▸ 文書の抜粋
- - - - - - -

たくさんのファンを感動させた映画ですが、「意味不明」「薄っぺらい」と言われてしまうことがあるよう。

いったいどんなところが意味不明なの?

そのほか薄っぺらいと言われる理由や、「監督が伝えたいこと」についてもまとめました。

参考になったら嬉しいです♪
(2024年3月時点の情報です。作品の重大なネタバレを含んで作成しています。ご注意ください)

【すずめの戸締まり】ここが意味不明

『すずめの戸締まり』は、新海誠監督の集大成・最高傑作とも持ち上げられている映画。

『君の名は。』『天気の子』を超える大ヒット作になるのでは?とファンから大きく期待されていた作品です。

ところが一部の人からは「意味不明」「よく分からない」という意見が。

どんなところが意味不明と言われてしまうのでしょうか?

主人公の行動が意味不明

主人公・鈴芽の言動や行動に共感できない、行動原理が理解できないという意見がありました。

「スタートから15分位の主人公の行動原理が意味不明すぎて、もうそれからずっと無理だった」
「すずめの言動に共感できなかったし、”何で?””何でそうした?”の連続」
「主人公が戸締まりの旅に出る理由が意味不明だし、感情移入が全然できなかった」
「終始展開が強引で、キャラの行動動機もよくわからなくて入り込めなかった」

など、主人公やそのほかのキャラの行動が意味不明と感じる人が多かったようです。

新海監督の作品の特徴として、思い込みの強い主人公の暴走やご都合主義的な展開など、「無理やり感がある」ストーリーがあげられます。

その分キャラクターが可愛かったり、背景や音楽が素晴らしかったりという魅力があるのですが、主人公の行動に共感できないと物語に没入しにくいですよね。

とくに「意味不明」と言われている開始15分の鈴芽の行動は、
・見ず知らずの男性(草太)がイケメンだからという理由であっさり学校をさぼり、後をつけていく
・立ち入り禁止と書いてあるのにためらいなくバリケードを乗り越え廃墟の中へ
・どう見てもあやしい浅瀬に靴ごとじゃぶじゃぶ入って扉を開ける(雑)
・どう見てもいわくありそうな猫の石像を興味本位で引き抜く
→災いが起きたのは鈴芽のせい

…小学生男子が悪ノリしたのならまだ分かりますが、17歳の女子高生がこれらをやってると考えると、「意味が分からない」「なんでそうした?」と言われてしまうのも分かりますねw

無鉄砲すぎるし、あまり高校生らしい行動とは思えません。

この「行動原理に共感できない主人公」は、新海監督の災害三部作『君の名は。』『天気の子』にも通ずるものがありますが、今作の鈴芽はとくに「行動の理由がとってつけた感」「人間味が感じられない」「心理描写が少なすぎて感情移入できない」など批判されているようです。

- - - - - - -

▸ 提供情報
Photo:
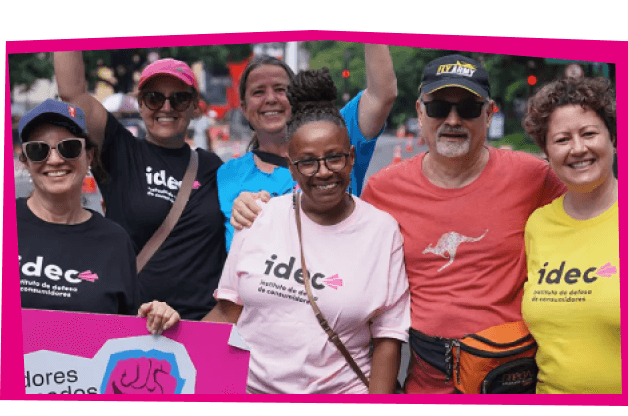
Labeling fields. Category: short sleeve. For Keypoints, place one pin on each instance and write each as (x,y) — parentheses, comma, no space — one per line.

- - - - - - -

▸ 作業内容
文書の抜粋のうち、「参考になったら嬉しいです♪」から「きく期待されていた作品です。」まで(この語句も含む)を一字も変えずに再掲してください。 資料は文書の抜粋とは独立した別個のものです。

▸ 完成した回答
参考になったら嬉しいです♪
(2024年3月時点の情報です。作品の重大なネタバレを含んで作成しています。ご注意ください)

【すずめの戸締まり】ここが意味不明

『すずめの戸締まり』は、新海誠監督の集大成・最高傑作とも持ち上げられている映画。

『君の名は。』『天気の子』を超える大ヒット作になるのでは?とファンから大きく期待されていた作品です。